- **Extracted text**

════════

Iraq exit the No 1 priority for Rumsfeld successor

By Philippe Naughton

 

 

 

 

Robert Gates testifying before Congress as CIA Director in 1992 (AP Photo/John Duricka)

 

Robert Gates, the 63-year-old career intelligence officer chosen to replace Donald Rumsfeld at the Pentagon, takes over with the clearest of missions: get American troops out of Iraq as quickly and cleanly as possible.

 

Mr Gates was, subject to Congressional approval, propelled into the top ranks of the Bush Administration today as Secretary of Defence only hours after voters handed President Bush what he agreed himself was a "thumping" in mid-term elections.

 

 

 

The deeply unpopular Mr Rumsfeld, seen by his enemies as a reckless warmonger and attacked even by senior military officers for strategic blunders, was the obvious scapegoat for the electoral meltdown. Since the invasion of Iraq in March, 2003, more than 2,800 US soldiers have been killed in Iraq.

 

Although Mr Bush told a White House press conference this afternoon that Mr Rumsfeld's departure should not be taken as a signal that America would be withdrawing from Iraq, he made it clear that the former CIA director had not been chosen as continuity candidate.

 

The President freely admitted that his Iraq policy was "not working well enough, fast enough" and needed new leadership.

 

Although Mr Gates is currently serving as president of Texas A&M University, he has been active recently as a member of the Iraq Study Group led by James Baker, the Bush family confidant and former Secretary of State.

════════

- **Direction 1**
In the article on Robert Gates, what post does Gates currently hold?
The rows that come next have no connection to the article.

- **Supplied data**
════════

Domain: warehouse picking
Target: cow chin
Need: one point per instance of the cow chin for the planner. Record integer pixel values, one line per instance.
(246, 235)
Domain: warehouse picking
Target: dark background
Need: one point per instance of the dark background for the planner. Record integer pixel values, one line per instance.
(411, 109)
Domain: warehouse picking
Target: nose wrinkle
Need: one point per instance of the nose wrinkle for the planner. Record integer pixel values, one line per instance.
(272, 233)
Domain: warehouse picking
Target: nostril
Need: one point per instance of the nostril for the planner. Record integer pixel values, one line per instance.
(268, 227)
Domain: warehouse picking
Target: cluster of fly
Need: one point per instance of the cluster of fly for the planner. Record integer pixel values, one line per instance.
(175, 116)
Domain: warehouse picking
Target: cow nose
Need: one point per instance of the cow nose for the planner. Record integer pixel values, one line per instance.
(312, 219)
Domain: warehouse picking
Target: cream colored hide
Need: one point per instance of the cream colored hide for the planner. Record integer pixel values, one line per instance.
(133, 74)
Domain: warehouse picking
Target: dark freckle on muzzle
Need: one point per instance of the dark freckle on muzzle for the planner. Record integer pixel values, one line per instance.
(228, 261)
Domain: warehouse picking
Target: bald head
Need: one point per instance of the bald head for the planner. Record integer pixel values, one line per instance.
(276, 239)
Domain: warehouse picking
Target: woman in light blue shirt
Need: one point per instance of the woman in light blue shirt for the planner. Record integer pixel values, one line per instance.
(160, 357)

════════

- **Direction 2**
Find every line in the rows that contains the string "Target", and copy each of those lines.

- **Written reply 1**
He is president of Texas A&M University.

- **Written reply 2**
Target: cow chin
Target: dark background
Target: nose wrinkle
Target: nostril
Target: cluster of fly
Target: cow nose
Target: cream colored hide
Target: dark freckle on muzzle
Target: bald head
Target: woman in light blue shirt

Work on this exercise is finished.